Monday, February 27, 2012

Impressions: Shards of Honour by Lois McMaster Bujold

Cordelia Naismith is enjoying a baptism of fire. Her first mission is to captain a throwaway warship of the Betan Expeditionary Force on a mission to destroy an entire enemy armada. Discovering deception within deception, treachery within treachery, she is forced into an uneasy peace with her nemesis: Lord Aral Vorkosigan. Discovering that astrocartography is not the soundest training for a military leader, Cordelia rapidly finds herself the prisoner of the Barrayaran Captain Aral Vorkosigan, also known as 'The Butcher of Komarr'. But the notorious captain is not quite the beast Cordelia was expecting and a grudging respect develops between the two of them. As captor and prisoner on an abandoned outpost planet, the honourable captain and the resolute scientist must rely on each others' trust to survive a trek across dangerous terrain, thus sparking a relationship that shares the struggles of culture and politics between their worlds.
I finally began reading the Vorkosigan science fiction saga by Lois McMaster Bujold. Although I understand that Miles, their son, is the main character throughout the rest of the series, I decided to begin at the beginning by reading Cordelia Naismith and Aral Vorkosigan's story. I figured the backstory would help me understand Miles' character better later on. I think it was a good move.

______________________________

Requirements:
1. Retype the Shards of Honour review word for word, everything from "I finally began" down to "a good move.".
2. Write the next part of the Shards of Honour review, picking up after its final sentence.

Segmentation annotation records
______________________________

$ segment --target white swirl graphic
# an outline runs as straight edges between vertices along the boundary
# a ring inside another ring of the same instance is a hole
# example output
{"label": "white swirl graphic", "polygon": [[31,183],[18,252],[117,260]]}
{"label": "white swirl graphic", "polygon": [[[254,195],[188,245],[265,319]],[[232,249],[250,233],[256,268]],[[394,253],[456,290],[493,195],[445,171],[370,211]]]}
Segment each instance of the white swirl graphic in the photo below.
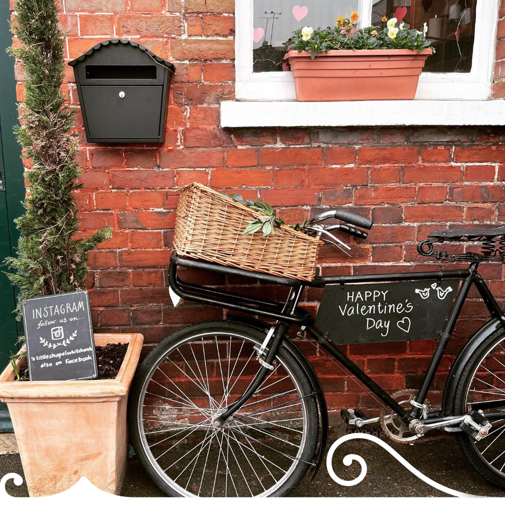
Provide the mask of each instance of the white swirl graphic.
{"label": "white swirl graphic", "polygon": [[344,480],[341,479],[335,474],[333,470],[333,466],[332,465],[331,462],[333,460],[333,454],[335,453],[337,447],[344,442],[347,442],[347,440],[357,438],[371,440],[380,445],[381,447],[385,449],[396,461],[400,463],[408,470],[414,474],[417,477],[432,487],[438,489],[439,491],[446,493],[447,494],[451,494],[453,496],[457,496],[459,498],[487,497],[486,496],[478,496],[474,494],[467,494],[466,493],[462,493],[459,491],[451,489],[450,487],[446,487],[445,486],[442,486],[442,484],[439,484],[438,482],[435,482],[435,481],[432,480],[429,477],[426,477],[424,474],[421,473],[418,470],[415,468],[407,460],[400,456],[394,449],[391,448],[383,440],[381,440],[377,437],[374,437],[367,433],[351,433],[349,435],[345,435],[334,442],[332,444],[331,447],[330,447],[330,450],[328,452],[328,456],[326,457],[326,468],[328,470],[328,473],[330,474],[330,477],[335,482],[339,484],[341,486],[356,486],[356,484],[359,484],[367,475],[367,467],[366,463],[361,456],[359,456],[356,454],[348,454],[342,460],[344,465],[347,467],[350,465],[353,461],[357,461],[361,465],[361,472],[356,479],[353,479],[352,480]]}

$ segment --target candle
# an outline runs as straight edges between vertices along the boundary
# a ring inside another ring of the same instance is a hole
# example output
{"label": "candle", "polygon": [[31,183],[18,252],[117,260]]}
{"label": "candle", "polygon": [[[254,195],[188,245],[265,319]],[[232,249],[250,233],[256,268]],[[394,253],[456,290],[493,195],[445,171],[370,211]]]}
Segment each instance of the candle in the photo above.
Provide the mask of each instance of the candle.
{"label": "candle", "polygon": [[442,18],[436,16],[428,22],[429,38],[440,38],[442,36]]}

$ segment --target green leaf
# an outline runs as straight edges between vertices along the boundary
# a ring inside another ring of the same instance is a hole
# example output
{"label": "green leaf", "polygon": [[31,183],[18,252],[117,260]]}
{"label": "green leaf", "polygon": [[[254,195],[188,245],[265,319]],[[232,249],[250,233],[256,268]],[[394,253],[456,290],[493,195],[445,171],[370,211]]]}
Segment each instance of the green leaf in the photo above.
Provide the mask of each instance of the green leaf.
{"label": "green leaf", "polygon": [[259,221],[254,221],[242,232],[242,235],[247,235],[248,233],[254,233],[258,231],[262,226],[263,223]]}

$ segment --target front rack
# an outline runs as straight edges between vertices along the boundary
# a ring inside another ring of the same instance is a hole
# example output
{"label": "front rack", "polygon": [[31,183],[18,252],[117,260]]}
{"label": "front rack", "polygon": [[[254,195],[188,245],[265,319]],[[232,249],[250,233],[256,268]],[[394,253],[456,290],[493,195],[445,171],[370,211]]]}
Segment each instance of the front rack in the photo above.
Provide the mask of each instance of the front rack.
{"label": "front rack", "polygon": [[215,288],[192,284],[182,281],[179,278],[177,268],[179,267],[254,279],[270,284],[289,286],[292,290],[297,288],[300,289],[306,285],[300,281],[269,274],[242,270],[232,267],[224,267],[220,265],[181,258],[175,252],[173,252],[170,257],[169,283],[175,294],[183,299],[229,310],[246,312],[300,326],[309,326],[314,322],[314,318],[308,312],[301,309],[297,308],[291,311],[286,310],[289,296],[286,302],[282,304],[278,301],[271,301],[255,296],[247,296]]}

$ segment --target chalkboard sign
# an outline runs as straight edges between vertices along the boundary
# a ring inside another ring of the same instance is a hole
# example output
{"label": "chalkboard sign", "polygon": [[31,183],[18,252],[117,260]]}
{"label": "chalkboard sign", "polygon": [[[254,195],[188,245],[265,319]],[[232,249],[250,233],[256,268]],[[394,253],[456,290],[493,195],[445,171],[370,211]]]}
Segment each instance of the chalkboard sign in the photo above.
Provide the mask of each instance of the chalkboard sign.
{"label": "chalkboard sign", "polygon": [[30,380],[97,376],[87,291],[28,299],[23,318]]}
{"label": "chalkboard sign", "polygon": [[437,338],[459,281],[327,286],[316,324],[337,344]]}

______________________________

Outputs by task:
1.
I finally began reading the Vorkosigan science fiction saga by Lois McMaster Bujold. Although I understand that Miles, their son, is the main character throughout the rest of the series, I decided to begin at the beginning by reading Cordelia Naismith and Aral Vorkosigan's story. I figured the backstory would help me understand Miles' character better later on. I think it was a good move.

2.
As the first full-length novel in the series Shards of Honour is key. It serves two purposes: one is to give the readers of this series Miles' family history from both sides, and the other is to introduce the complex political, military and cultural differences between the Barrayaran and the worlds they war against, the Betan included.

Bujold uses the slow developing and low-key romance between Cordelia and Aral to build her world through exchanges of information and conversations between the two main characters. They first meet as enemies, but slowly the need to fight for survival in an alien planet brings them together and Cordelia and Aral form a bond of trust through honor and finally affection.

Honor and valor are also key to this story. It is what drives Aral and what he finds in Cordelia -- that, plus strength and will. Cordelia is not only Aral's ideal of a warrior's wife, but everything he himself would like to be as a warrior. Yet, she is not a warrior but a scientist. Aral is a man of honor through and through, but he is also a military strategist and in his heart, a politician. As such, he must make tough decisions that bruise his sense of self. Cordelia understands him and soothes his soul.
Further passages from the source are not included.